:: Task goal ::
Rewrite the listing below with every "Pins" replaced by "Points", leaving all other text unchanged.

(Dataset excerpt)
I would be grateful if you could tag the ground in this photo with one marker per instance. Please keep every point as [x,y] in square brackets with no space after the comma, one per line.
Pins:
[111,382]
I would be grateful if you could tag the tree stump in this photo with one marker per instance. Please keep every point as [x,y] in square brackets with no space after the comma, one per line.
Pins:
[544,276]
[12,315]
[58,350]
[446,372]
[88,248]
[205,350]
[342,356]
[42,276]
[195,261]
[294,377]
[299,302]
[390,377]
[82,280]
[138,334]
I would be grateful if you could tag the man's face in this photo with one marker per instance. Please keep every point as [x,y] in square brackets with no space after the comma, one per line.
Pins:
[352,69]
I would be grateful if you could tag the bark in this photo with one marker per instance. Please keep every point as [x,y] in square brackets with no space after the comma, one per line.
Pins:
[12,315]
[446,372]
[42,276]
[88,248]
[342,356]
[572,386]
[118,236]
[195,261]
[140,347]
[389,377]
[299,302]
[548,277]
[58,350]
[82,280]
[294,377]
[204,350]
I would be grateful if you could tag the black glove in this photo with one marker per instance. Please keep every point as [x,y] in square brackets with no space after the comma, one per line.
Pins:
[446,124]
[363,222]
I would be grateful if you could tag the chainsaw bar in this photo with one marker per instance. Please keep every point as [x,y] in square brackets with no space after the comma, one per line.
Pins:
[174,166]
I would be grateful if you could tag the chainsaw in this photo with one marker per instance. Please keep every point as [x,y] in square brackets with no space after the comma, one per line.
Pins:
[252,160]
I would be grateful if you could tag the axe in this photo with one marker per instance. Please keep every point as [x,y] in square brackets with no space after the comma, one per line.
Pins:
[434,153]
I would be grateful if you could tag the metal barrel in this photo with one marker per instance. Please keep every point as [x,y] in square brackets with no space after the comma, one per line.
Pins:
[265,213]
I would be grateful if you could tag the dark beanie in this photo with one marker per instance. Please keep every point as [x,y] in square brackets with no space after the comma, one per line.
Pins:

:: Answer for the task ::
I would be grateful if you could tag the ground in this photo with one marker per instance. Please keep every point as [x,y] in square brackets with no space after the comma, one per line.
Points:
[111,382]
I would be grateful if you could tag the tree stump in this photo with one marker per instance. Please keep every point as [x,y] in square brackets with no space after the comma, one per line.
Points:
[544,276]
[12,315]
[58,350]
[446,372]
[88,248]
[205,350]
[342,356]
[42,276]
[195,261]
[294,377]
[299,302]
[390,377]
[82,280]
[138,334]
I would be grateful if you could tag the man's face in this photo with one marker per instance. Please keep every point as [x,y] in square brackets with no space after the comma, one per line.
Points:
[352,69]
I would be grateful if you could tag the bark in this photo with one marker per instance. Please keep every point as [x,y] in square brackets with no space after the comma, one per line.
Points:
[12,315]
[446,372]
[42,276]
[88,248]
[342,356]
[572,386]
[118,236]
[195,261]
[140,347]
[389,377]
[299,302]
[548,277]
[58,350]
[82,280]
[294,377]
[204,350]
I would be grateful if you could tag the black glove in this photo with one marker per instance. Please keep every point as [x,y] in square brackets with no space after the comma, one per line.
Points:
[446,124]
[363,222]
I would be grateful if you could tag the chainsaw bar in this photo with one marker per instance. Please keep every point as [x,y] in square brackets with no space after the comma, one per line.
Points:
[174,166]
I would be grateful if you could tag the chainsaw in this photo with one marker per instance. Please keep every point as [x,y] in square brackets with no space after the comma, one per line.
Points:
[252,160]
I would be grateful if you could tag the axe in this photo with one marker per instance. Please keep every point as [x,y] in square brackets with no space after the comma, one per line.
Points:
[434,153]
I would be grateful if you could tag the metal barrel in this photo with one marker per instance. Please keep every point as [x,y] in square brackets with no space after the comma, one per line.
Points:
[265,213]
I would be grateful if you could tag the dark beanie in this photo with one marker per instance. Please keep every point as [x,y] in square brackets with no space after the comma, one per line.
Points:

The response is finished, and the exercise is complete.